Problem to work on> Rewrite the lines of the records below from the one containing "Where can the wall-mounted" through the end of the records, including the requests and nothing else. Scale every point coordinate in the answers by 2.25, rounding to whole numbers with halves going up.

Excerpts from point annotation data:
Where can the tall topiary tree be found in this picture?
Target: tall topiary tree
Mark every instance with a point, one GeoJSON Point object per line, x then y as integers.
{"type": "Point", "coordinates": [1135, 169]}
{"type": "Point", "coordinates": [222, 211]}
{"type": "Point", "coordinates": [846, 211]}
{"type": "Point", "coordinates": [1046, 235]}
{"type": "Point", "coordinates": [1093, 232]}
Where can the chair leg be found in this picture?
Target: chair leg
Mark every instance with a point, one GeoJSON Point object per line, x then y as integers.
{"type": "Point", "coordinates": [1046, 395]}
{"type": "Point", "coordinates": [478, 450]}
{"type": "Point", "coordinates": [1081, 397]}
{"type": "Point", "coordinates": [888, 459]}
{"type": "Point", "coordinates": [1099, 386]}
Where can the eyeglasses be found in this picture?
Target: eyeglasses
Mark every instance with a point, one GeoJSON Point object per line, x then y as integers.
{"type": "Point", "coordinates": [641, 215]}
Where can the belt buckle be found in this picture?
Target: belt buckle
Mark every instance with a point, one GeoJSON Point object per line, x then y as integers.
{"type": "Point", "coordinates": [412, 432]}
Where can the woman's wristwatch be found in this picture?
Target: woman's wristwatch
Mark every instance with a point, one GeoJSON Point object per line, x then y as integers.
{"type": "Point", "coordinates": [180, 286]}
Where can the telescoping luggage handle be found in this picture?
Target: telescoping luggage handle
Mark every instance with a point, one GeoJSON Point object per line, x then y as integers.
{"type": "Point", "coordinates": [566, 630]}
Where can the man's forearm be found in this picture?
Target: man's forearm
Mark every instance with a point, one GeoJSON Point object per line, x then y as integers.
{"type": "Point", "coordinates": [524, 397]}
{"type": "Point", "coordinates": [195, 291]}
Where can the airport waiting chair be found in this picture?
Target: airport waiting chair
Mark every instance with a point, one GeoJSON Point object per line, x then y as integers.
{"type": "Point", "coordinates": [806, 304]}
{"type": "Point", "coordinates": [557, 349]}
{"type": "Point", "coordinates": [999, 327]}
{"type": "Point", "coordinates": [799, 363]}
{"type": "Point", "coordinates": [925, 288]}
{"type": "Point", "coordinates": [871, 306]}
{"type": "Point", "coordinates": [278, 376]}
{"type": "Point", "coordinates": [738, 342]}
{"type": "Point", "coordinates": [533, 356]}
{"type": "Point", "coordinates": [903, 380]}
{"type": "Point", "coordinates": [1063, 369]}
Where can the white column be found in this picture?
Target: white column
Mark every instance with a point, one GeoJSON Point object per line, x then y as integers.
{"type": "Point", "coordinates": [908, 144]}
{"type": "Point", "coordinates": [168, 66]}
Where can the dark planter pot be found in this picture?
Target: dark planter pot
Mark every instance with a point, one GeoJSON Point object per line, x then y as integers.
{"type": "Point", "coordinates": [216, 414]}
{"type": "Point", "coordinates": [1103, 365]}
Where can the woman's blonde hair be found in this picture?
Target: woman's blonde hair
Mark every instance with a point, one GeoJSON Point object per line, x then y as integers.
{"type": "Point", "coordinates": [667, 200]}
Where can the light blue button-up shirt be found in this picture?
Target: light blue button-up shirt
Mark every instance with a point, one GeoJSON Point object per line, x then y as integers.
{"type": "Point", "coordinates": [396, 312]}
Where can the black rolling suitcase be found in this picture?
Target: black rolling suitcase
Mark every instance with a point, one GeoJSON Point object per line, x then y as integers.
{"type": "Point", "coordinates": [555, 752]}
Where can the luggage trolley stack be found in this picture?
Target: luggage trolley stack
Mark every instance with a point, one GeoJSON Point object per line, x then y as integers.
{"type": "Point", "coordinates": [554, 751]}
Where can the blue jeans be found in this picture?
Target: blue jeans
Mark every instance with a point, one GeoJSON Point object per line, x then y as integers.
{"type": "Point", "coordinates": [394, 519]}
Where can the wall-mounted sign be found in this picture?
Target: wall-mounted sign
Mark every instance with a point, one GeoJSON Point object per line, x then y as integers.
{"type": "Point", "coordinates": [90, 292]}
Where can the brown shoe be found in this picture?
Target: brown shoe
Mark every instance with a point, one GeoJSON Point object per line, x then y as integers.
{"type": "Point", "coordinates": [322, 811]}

Task response>
Where can the wall-mounted sign be found in this picture?
Target: wall-mounted sign
Mark every instance with a point, one GeoJSON Point object per line, x then y as integers.
{"type": "Point", "coordinates": [203, 657]}
Where can the brown shoe be found in this picture?
Target: brown shoe
Mark every instance with a point, one GeoJSON Point object per line, x then y as integers.
{"type": "Point", "coordinates": [725, 1825]}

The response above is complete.